## EXERCISE BRIEF
Decide whether each statement below agrees with the text on television, answering yes or no and quoting the exact words from the text that decide it. (a) A decade ago, creating television programming required about a million dollars of equipment. (b) The HD camera from Panasonic costs $5000. (c) With cheap equipment, skilled practitioners are no longer needed to produce television programming.

## DOCUMENT TEXT
==================================================

In the earliest days of television, writers like George Orwell in 1984 and Ray Bradbury in Fahrenheit 451 projected television as the instrumentality of a totalitarian future - a monolithic entity dispensing propaganda. And, if any of you occasionally watch Fox News, you can see they weren't that far off the mark. But here's the thing: the monolithic days of television are numbered. Actually, they've already passed - though, as yet, very few people realize this.

To understand why, we need to go back to first principles. What is television? Here's a functional definition:

Television is the capture, encoding, transmission, reception, decoding and display of moving images.

This definition applies to the Golden Age of television, and to the present era. Yet the definition of every word in the definition of television has changed, because of the introduction of digital production, encoding, transmission, reception, decoding and display technologies.

First, let's talk about image capture: the means of production have changed. A decade ago you'd need a million dollars of camera, sound editing and broadcast production equipment to create television programming. Today you can capture DTV broadcast-quality content with a $6000 HD camera from Panasonic, which you can then bring into Final Cut Pro and edit on your $5000 Dual G5 PowerMac. For a little more than ten thousand dollars, you can create television programming that would be absolutely indistinguishable from anything created by Warner Brothers or Fox.

Just because you can produce television programming on the cheap doesn't imply you'll be any good at it. You're still going to need a cinematographer who knows how to handle a camera, a location sound recorder who can give you something intelligible to listen to, a sound designer and sound editor, a film editor, a set designer, a broadcast titles designer, and so forth. If you don't have these practitioners, you'll simply create programming that looks as cheap as the equipment it's been produced on. Although equipment has gotten cheap, film and television production remains a craft tradition, and this means that the AFTRS and institutions like it, which teach the craft of film and television production, will continue to have an important role to play.

==================================================

[Point annotation dataset records]
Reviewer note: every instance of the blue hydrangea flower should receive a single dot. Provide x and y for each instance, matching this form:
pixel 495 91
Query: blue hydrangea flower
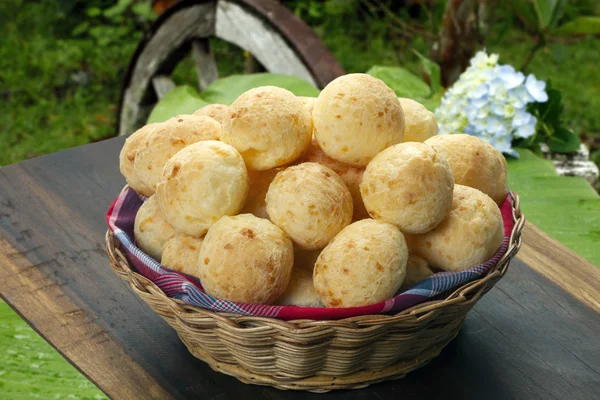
pixel 490 101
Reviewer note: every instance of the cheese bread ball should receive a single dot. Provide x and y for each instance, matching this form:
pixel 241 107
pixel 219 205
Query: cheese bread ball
pixel 215 111
pixel 269 126
pixel 469 236
pixel 419 122
pixel 408 185
pixel 364 264
pixel 256 201
pixel 417 270
pixel 128 154
pixel 308 103
pixel 300 291
pixel 151 230
pixel 357 116
pixel 246 259
pixel 181 252
pixel 200 184
pixel 310 203
pixel 170 137
pixel 305 258
pixel 352 176
pixel 474 163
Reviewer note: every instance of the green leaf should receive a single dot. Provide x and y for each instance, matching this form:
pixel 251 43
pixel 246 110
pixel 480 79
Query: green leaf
pixel 563 141
pixel 181 100
pixel 433 72
pixel 581 25
pixel 549 111
pixel 524 9
pixel 93 12
pixel 144 11
pixel 401 81
pixel 545 11
pixel 81 28
pixel 118 9
pixel 226 90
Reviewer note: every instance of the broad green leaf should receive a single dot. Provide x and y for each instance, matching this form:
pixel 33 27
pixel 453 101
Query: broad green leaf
pixel 226 90
pixel 431 102
pixel 549 111
pixel 581 25
pixel 563 141
pixel 181 100
pixel 401 81
pixel 433 72
pixel 545 11
pixel 566 208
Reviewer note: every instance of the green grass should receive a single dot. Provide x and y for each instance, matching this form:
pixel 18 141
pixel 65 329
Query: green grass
pixel 31 369
pixel 47 106
pixel 566 208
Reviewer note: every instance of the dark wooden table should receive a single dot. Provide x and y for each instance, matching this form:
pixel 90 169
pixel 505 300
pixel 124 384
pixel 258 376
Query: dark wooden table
pixel 535 335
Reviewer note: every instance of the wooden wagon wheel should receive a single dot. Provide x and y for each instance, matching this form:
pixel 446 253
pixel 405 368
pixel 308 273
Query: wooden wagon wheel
pixel 272 34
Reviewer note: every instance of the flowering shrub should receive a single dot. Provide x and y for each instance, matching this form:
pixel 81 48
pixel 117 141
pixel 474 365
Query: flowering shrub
pixel 491 101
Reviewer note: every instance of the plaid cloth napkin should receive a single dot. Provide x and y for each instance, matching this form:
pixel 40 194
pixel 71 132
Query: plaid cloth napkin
pixel 121 216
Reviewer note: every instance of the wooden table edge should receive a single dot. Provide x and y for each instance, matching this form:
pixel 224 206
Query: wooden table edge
pixel 571 272
pixel 69 317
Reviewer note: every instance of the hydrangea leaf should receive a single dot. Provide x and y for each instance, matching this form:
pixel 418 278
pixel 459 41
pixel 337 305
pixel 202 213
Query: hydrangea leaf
pixel 401 81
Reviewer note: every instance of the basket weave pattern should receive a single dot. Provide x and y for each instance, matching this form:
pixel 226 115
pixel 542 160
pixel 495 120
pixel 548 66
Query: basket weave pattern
pixel 318 355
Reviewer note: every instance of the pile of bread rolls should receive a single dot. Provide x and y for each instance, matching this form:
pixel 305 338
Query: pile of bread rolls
pixel 335 201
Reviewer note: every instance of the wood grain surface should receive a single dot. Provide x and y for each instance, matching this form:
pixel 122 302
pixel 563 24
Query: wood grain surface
pixel 564 267
pixel 528 338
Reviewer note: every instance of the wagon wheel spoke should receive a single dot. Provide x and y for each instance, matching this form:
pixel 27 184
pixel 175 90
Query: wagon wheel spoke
pixel 206 66
pixel 162 85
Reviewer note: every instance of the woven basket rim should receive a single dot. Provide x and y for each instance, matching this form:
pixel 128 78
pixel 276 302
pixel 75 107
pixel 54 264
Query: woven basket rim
pixel 421 311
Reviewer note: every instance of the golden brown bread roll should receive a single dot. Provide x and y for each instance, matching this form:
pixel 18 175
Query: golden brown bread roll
pixel 474 163
pixel 352 176
pixel 364 264
pixel 408 185
pixel 169 138
pixel 200 184
pixel 300 291
pixel 310 203
pixel 256 201
pixel 151 230
pixel 269 126
pixel 246 259
pixel 308 103
pixel 357 116
pixel 127 158
pixel 470 234
pixel 419 122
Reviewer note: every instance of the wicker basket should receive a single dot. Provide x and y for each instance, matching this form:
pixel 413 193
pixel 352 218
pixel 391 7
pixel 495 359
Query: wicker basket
pixel 312 355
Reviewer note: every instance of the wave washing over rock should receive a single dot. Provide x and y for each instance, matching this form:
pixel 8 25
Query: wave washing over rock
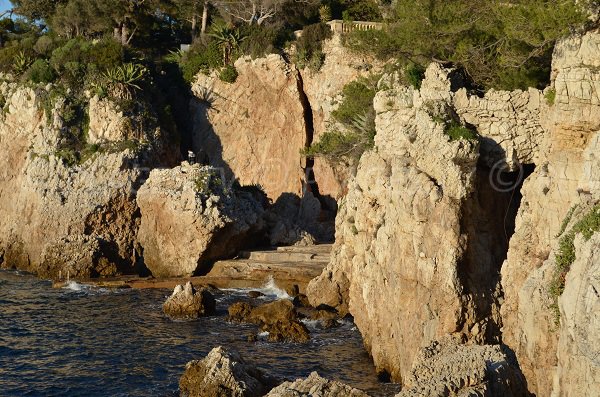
pixel 469 265
pixel 424 239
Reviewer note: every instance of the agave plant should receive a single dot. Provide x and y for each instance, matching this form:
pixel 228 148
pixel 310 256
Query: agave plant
pixel 175 56
pixel 123 80
pixel 21 63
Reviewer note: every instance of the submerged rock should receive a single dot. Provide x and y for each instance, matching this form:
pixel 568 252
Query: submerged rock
pixel 278 318
pixel 315 386
pixel 287 331
pixel 190 219
pixel 187 303
pixel 224 373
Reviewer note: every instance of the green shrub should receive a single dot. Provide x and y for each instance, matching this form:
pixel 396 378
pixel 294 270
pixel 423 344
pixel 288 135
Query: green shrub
pixel 361 10
pixel 415 74
pixel 21 63
pixel 40 72
pixel 201 58
pixel 379 43
pixel 357 98
pixel 550 96
pixel 309 47
pixel 228 74
pixel 457 131
pixel 336 146
pixel 71 57
pixel 44 46
pixel 488 40
pixel 565 255
pixel 356 115
pixel 261 40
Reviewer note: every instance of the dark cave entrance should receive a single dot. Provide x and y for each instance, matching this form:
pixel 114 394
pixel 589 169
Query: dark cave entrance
pixel 488 220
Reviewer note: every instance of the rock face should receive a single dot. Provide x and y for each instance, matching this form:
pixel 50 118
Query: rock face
pixel 254 129
pixel 190 218
pixel 223 373
pixel 509 123
pixel 278 318
pixel 448 368
pixel 399 244
pixel 49 208
pixel 424 238
pixel 314 385
pixel 187 303
pixel 323 90
pixel 107 124
pixel 578 352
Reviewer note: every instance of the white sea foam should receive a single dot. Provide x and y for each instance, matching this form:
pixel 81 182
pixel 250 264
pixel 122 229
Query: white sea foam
pixel 311 324
pixel 269 289
pixel 262 335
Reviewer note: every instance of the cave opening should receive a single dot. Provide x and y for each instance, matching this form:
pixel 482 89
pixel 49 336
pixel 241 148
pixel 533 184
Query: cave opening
pixel 488 220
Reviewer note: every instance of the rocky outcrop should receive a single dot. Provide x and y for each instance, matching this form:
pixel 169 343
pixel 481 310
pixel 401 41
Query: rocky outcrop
pixel 107 124
pixel 399 243
pixel 509 123
pixel 323 88
pixel 190 218
pixel 448 368
pixel 578 351
pixel 422 236
pixel 314 385
pixel 566 175
pixel 254 129
pixel 224 373
pixel 49 206
pixel 187 303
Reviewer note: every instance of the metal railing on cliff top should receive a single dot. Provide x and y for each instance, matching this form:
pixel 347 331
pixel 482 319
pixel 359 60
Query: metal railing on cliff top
pixel 340 26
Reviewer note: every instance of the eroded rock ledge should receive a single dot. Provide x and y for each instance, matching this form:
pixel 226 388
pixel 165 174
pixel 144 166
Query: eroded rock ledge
pixel 424 239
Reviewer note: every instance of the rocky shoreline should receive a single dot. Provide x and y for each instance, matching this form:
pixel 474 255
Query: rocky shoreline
pixel 469 264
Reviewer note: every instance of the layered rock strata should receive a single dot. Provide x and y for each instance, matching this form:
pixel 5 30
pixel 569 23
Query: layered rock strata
pixel 190 218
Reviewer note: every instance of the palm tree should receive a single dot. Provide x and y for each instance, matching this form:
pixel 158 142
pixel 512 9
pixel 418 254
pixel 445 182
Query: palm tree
pixel 228 38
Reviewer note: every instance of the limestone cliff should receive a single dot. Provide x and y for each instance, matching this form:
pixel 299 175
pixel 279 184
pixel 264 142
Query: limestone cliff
pixel 61 219
pixel 189 218
pixel 255 128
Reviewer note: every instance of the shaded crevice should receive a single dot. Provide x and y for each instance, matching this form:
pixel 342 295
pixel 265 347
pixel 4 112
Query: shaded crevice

==================================================

## RESULT OF THIS EXERCISE
(a) Yes: "A decade ago you'd need a million dollars of camera, sound editing and broadcast production equipment to create television programming."
(b) No: "Today you can capture DTV broadcast-quality content with a $6000 HD camera from Panasonic"
(c) No: "You're still going to need a cinematographer who knows how to handle a camera"